Named region outline material

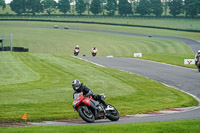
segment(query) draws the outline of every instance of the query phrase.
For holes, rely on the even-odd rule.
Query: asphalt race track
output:
[[[44,28],[44,27],[40,27]],[[47,28],[47,27],[45,27]],[[69,28],[68,30],[81,30],[90,32],[102,32],[111,34],[122,34],[129,36],[141,36],[149,37],[148,34],[127,33],[108,30],[95,30],[95,29],[83,29],[83,28]],[[172,36],[160,36],[152,35],[156,38],[174,39],[179,40],[191,47],[194,53],[200,49],[200,42]],[[162,82],[166,85],[172,86],[184,92],[193,95],[196,99],[200,99],[200,73],[197,69],[183,68],[153,61],[141,60],[136,58],[107,58],[107,57],[91,57],[83,56],[78,57],[89,62],[102,65],[104,67],[116,68],[119,70],[127,71],[130,73],[138,74],[147,77],[152,80]],[[134,79],[133,79],[134,80]],[[200,107],[194,107],[189,111],[183,111],[180,113],[172,113],[165,115],[154,115],[144,117],[122,117],[117,122],[111,122],[109,120],[95,121],[93,124],[120,124],[120,123],[132,123],[132,122],[150,122],[150,121],[174,121],[174,120],[186,120],[186,119],[200,119]],[[43,122],[43,123],[30,123],[32,125],[84,125],[88,124],[84,121],[60,121],[60,122]]]

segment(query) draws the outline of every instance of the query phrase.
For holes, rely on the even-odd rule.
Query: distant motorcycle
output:
[[[97,54],[97,50],[92,50],[92,56],[94,57],[94,56],[96,56],[96,54]]]
[[[106,96],[101,94],[101,97],[105,99]],[[105,118],[111,121],[119,120],[119,113],[114,106],[108,105],[105,109],[105,107],[98,101],[95,101],[93,97],[84,97],[82,93],[74,94],[72,106],[78,111],[79,116],[88,123]]]
[[[197,66],[198,71],[200,72],[200,59],[199,57],[196,57],[196,58],[197,58],[196,66]]]
[[[78,56],[78,54],[79,54],[79,49],[75,49],[74,50],[74,56]]]

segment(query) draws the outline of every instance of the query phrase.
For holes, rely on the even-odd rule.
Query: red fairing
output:
[[[83,103],[84,103],[85,105],[87,105],[88,107],[90,107],[90,99],[89,99],[88,97],[85,97],[85,98],[83,99]]]

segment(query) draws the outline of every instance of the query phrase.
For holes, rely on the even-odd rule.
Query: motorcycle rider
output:
[[[200,60],[200,50],[195,54],[195,65],[197,65],[197,62]]]
[[[85,97],[92,96],[94,100],[97,100],[100,103],[102,103],[105,108],[109,108],[108,104],[104,101],[101,95],[94,94],[87,86],[83,85],[83,83],[81,83],[79,80],[72,81],[72,88],[74,89],[74,94],[82,92],[83,96]],[[73,94],[73,98],[74,98],[74,94]]]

What this task involves: Pull out, word for word, the part of the material that opens at its very start and closes with the line containing "[[[78,56],[78,54],[79,54],[79,49],[75,49],[74,50],[74,56]]]", including both ends. Leave the pictures out of your answer.

Solution to the exercise:
segment(query) draws the outline of every instance of the query phrase.
For holes, rely on the even-odd rule.
Query: asphalt race track
output:
[[[44,28],[44,27],[40,27]],[[47,28],[47,27],[45,27]],[[69,28],[68,30],[81,30],[90,32],[102,32],[111,34],[122,34],[129,36],[141,36],[149,37],[148,34],[127,33],[108,30],[95,30],[95,29],[83,29],[83,28]],[[172,36],[160,36],[152,35],[156,38],[174,39],[179,40],[191,47],[194,53],[200,49],[200,42]],[[162,82],[166,85],[172,86],[184,92],[193,95],[196,99],[200,99],[200,73],[197,69],[183,68],[153,61],[141,60],[136,58],[107,58],[107,57],[91,57],[83,56],[78,57],[89,62],[102,65],[104,67],[116,68],[119,70],[127,71],[130,73],[138,74],[147,77],[152,80]],[[134,79],[133,79],[134,80]],[[200,107],[194,107],[189,111],[183,111],[180,113],[172,113],[165,115],[154,115],[144,117],[122,117],[117,122],[111,122],[109,120],[95,121],[93,124],[120,124],[120,123],[132,123],[132,122],[150,122],[150,121],[174,121],[174,120],[186,120],[186,119],[200,119]],[[43,122],[43,123],[30,123],[32,125],[84,125],[88,124],[84,121],[60,121],[60,122]]]

segment(query) draws the outline of every instance of the query phrase.
For holes, rely on the even-odd rule.
Query: distant motorcycle
output:
[[[97,54],[97,50],[92,50],[92,56],[94,57],[94,56],[96,56],[96,54]]]
[[[106,96],[101,94],[101,97],[105,99]],[[105,118],[111,121],[119,120],[119,113],[114,106],[108,105],[105,109],[105,107],[98,101],[95,101],[93,97],[84,97],[82,93],[74,94],[72,106],[78,111],[79,116],[88,123]]]
[[[197,66],[198,71],[200,72],[200,59],[199,57],[196,57],[196,58],[197,58],[196,66]]]
[[[78,56],[78,54],[79,54],[79,49],[75,49],[74,50],[74,56]]]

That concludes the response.